→ **REQUIRED TASK**
Starting with the line that contains "Where can the green", reproduce each line through the end of the listing below, with no other output.

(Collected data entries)
** Start **
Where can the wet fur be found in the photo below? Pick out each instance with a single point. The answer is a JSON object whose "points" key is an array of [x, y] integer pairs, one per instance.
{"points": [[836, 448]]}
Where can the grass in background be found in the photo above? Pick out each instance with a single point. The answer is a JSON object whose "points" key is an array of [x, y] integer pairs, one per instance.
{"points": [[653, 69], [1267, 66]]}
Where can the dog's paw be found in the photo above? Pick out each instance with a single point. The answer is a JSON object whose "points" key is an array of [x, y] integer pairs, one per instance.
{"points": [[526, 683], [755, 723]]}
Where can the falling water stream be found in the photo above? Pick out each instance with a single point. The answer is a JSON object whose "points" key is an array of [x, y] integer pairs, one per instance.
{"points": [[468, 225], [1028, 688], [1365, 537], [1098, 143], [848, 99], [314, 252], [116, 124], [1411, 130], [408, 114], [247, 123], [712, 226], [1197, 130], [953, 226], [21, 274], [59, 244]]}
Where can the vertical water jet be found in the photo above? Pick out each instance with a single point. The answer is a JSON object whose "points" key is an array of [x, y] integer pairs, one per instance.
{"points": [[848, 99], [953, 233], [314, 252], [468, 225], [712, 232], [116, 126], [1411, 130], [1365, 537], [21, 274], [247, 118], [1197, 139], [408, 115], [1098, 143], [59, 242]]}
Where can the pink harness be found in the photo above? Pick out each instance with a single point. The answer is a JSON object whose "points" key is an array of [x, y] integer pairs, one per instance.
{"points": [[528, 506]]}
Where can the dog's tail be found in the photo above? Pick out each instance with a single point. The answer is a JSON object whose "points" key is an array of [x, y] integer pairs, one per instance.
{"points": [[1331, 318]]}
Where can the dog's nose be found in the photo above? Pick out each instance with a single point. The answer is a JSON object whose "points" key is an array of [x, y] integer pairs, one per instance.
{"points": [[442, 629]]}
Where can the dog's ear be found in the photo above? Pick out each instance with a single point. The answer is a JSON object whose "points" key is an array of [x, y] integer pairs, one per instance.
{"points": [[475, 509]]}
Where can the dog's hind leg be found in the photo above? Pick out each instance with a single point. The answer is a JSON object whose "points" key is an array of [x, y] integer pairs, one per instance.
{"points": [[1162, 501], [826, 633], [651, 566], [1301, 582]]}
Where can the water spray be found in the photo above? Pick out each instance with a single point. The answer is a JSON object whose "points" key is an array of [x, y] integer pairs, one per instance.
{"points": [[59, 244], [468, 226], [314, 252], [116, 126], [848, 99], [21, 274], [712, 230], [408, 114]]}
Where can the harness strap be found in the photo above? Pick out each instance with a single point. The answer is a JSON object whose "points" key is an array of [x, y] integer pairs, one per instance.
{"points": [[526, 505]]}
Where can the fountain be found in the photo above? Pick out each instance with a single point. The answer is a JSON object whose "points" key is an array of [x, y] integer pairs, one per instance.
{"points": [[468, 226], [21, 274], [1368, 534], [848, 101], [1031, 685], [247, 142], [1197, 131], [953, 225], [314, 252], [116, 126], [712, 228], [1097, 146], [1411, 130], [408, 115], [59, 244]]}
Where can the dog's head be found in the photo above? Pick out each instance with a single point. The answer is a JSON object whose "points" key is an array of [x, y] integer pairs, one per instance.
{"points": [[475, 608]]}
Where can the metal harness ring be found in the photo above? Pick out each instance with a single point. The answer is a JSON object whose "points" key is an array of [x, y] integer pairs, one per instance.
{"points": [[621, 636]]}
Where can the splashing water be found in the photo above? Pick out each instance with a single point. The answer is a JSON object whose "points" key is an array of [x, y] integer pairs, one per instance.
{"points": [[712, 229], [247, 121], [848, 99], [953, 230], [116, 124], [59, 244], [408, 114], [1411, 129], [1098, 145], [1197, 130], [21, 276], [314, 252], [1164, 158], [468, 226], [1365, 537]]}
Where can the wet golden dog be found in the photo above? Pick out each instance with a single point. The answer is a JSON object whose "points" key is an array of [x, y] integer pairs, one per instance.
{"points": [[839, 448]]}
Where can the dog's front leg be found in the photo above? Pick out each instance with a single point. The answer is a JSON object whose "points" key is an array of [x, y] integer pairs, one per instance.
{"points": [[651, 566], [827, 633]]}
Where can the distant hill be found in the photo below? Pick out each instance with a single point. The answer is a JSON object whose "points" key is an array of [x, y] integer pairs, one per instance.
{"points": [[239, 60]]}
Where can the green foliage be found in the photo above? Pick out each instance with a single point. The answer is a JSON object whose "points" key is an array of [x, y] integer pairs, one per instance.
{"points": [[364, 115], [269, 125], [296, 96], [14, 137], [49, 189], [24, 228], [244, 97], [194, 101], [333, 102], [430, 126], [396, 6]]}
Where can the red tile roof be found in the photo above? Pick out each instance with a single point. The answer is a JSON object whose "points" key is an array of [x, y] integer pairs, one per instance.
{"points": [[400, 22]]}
** End **
→ **OUTPUT OF THE TASK**
Where can the green foliage be found in the photo above? Pick out each instance with a single point. The answer is a JSON object whose "points" key is an array of [x, y] integer pairs, one per instance.
{"points": [[364, 115], [269, 125], [296, 96], [14, 137], [49, 189], [24, 228], [244, 97], [194, 101], [333, 102], [430, 126], [396, 6]]}
Where can the red tile roof be found in the photo above? Pick out each instance with a single point. The answer is a JSON object whose "points" key is an array of [x, y] integer pairs, one per instance.
{"points": [[400, 22]]}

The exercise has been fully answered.